Charles Mills argues in defense of software product keys for mainframe
software.

OK, let's pursue these arguments a bit. To start off, assuming IBM provides
what the z/OS 2.3 preview announcement describes, isn't it reasonable for
even the most "stodgy" vendor to concede that the scope for software
product keys is substantially reduced? In particular, if your software
product key somehow limits runtime capacity on licensed/authorized
machines, why? If your customer has 100 MSUs licensed on machine serial
number 12345 and actually uses 110 MSUs, you send your customer a list
price bill for the additional 10 MSUs per your contractual agreement. If
your customer doesn't send a SCRT report for some month, you send your
customer a bill for the difference up to the full machine capacity, per
your agreement. (If you don't know the full machine capacity, and if your
customer doesn't provide reasonable evidence of the full machine capacity,
then send a bill for the difference between the largest available capacity
IBM currently sells and the customer's licensed capacity.) If your customer
doesn't pay the bill you think your customer is supposed to pay, then you
pursue available remedies. Including court remedies if necessary. (Which
need not cost anything out-of-pocket since lawyers and bill collectors in
many countries operate on contingency, if/as you wish.)

I hope we can all agree that adoption of SCRT -- assuming IBM delivers what
it plans to deliver -- at least reduces the "problem space." And thus
properly ought to reduce the burden, complexity, and scope of product keys,
even if you still want to stick with them (misguidedly, in my personal
view).

Also, customers understandably might ask, "If it's good enough for IBM and
other vendors (SCRT, no product keys), why isn't it good enough for you?"
Think carefully before you answer. :-) Customers aren't often stupid.
They're going to assign penalty marks to products with keys. Keys increase
their risks and operational costs, and so keys comparatively devalue your
product versus competition. Whether you can still win that competitive
battle depends on the circumstances, but they're "not helpful."

Moving on....

Charles Mills wrote:
>- Is this or some other customer running this product on some CPU that we
>have no knowledge about?

Maybe. There are a couple answers to that. First, if you're providing
support and maintenance (and I hope you are), machine serial number details
are presumably available in dumps, traces, logs, etc. -- in the problem
determination data your customers voluntarily, knowingly send you to help
you support them. So there are occasions when you'll have visibility on
such "missing" machines.

Second, IF you absolutely must have software product keys, then customers
ought to be able to add machine serial numbers (where the product *might*
run) to their product, up front, and in perpetuity. For example, you
license the product on primary machine serial number 12345 and also allow
the customer to add serial number 67890 to the key, on day one, for their
DR machine. Whenever they get a new or replacement machine (if they do),
they can change either or both serial numbers. Loop, repeat. And you must
receive SCRT reports for the primary machine, by contract agreement. Can
you handle that sort of arrangement commercially? Of course you can.
Meanwhile, customers don't have anything to do when they need to recover
their operations on their DR machine. They already have the key, and
they've already run a DR rehearsal (hopefully).

* _Instructions_:
**a.** According to the post on mainframe software product keys, what should a vendor do if a customer licensed for 100 MSUs on a machine actually uses 110 MSUs?
**b.** Write a continuation of the post on mainframe software product keys, starting right after its final sentence.
These items have no connection to the post on mainframe software product keys.

Stored entries
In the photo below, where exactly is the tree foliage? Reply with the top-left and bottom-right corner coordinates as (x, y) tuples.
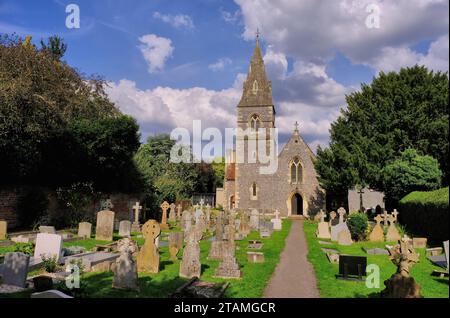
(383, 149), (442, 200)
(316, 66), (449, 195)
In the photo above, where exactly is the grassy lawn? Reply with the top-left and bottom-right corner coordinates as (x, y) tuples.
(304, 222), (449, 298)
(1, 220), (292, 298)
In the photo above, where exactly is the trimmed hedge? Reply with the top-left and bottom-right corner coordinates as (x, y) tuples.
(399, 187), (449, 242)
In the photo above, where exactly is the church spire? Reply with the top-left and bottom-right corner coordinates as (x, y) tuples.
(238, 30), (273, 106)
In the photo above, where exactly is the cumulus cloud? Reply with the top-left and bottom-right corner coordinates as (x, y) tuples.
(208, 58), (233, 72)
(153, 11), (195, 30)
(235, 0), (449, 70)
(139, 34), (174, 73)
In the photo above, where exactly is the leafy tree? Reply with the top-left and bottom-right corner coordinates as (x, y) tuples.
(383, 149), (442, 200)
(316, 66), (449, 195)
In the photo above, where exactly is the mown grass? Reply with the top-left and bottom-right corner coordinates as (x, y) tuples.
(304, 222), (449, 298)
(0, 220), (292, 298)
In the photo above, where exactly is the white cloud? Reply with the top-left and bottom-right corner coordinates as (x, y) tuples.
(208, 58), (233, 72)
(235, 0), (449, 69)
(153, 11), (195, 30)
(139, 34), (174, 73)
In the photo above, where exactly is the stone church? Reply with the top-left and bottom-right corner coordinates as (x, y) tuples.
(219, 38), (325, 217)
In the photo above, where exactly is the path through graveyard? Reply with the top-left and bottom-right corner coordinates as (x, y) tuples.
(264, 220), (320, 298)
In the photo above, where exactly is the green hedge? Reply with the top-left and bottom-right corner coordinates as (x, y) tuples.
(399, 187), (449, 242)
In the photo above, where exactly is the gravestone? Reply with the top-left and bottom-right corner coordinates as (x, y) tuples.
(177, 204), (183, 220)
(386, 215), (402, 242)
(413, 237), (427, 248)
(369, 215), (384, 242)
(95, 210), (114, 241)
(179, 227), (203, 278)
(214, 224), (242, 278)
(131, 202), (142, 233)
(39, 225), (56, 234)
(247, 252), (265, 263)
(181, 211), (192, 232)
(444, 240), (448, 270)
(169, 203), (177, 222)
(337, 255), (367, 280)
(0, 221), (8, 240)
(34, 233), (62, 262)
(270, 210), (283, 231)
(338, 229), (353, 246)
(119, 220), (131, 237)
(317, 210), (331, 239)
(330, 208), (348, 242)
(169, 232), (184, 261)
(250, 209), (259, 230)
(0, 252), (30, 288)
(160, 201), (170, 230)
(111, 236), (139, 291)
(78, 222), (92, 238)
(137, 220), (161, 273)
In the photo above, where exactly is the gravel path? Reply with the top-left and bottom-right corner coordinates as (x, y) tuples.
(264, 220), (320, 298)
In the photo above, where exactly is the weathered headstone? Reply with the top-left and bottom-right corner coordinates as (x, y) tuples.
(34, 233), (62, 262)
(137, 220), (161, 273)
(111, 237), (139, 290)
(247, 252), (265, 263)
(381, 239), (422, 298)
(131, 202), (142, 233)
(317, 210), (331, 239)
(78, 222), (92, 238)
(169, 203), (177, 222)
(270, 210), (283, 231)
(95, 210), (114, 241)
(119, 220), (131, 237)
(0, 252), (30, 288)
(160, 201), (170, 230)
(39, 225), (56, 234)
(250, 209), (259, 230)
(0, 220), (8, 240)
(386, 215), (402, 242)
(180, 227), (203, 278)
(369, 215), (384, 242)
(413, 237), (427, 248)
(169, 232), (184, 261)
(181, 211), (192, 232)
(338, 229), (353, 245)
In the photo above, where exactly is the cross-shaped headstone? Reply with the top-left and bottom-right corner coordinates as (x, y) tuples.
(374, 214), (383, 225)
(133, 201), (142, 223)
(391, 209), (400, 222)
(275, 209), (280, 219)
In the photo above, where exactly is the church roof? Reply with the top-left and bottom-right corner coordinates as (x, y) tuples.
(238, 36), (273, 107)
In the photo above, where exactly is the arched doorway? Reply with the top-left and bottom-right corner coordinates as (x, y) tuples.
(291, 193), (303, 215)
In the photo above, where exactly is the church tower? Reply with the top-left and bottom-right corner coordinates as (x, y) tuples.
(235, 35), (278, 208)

* _Solved tasks_:
**a.** Send the customer a list price bill for the additional 10 MSUs, per the contractual agreement.

**b.**
Yet another way to handle keys (IF you must, and I don't recommend them) is
a "break glass in an emergency" way. You put the "emergency" key(s) on a
couple secured, cloud-hosted sites (say, at IBM and Google). If the
customer grabs the key, you receive a message or notice from the cloud
provider(s) that somebody grabbed the key. And that key is only to lift
already less onerous restrictions, such as exceeding a 90 day DR machine
run.

If you're going to have keys (please don't), you really need to think
through how customers must run their mission-critical operations. And you
need to plant your feet firmly in their shoes, first, and understand what
YOU would want if it were your business. And you wouldn't want what some
vendors (a minority) currently do.

>- This customer has been running a "30-day" trial of our product for nine
>months now. How do we get them to move "finalizing a license" to the top
of
>their task list rather than letting it languish under "we have not had
time
>to do that yet"?

There are a couple possible answers to this:

1. Slightly function limit the trial version in a "sensible," reasonable
way -- and, better yet, make the trial a free, open download for everyone,
so that you get more potential sales. (Maybe with a registration page to
collect customer details up front, but with as few barriers as possible.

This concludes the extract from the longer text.